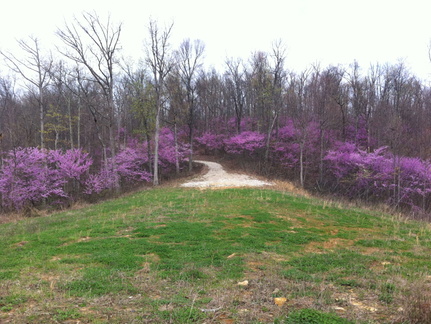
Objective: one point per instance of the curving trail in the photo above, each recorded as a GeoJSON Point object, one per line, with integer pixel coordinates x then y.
{"type": "Point", "coordinates": [216, 177]}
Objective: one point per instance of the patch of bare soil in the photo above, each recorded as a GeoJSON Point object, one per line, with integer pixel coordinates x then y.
{"type": "Point", "coordinates": [217, 177]}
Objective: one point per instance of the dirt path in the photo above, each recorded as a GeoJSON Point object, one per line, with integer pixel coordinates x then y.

WHAT TO WORK ON — Write out the lines above word for word, leaving out the pictures.

TASK ANSWER —
Objective: one point per instance of the curving trail in the photo above, each recorded as a GeoJSON Point object, one per line, with integer pixel coordinates x then y.
{"type": "Point", "coordinates": [216, 177]}
Objective: one point per instance of the patch of bare soil in the photo above, each recorded as a GeoJSON Point object, one per line, with integer pixel coordinates x then y.
{"type": "Point", "coordinates": [217, 177]}
Objective: one point per instance of the dirt path in the photo above, each recorded as a GeoJSON Point object, one per line, with integer pixel coordinates x then y.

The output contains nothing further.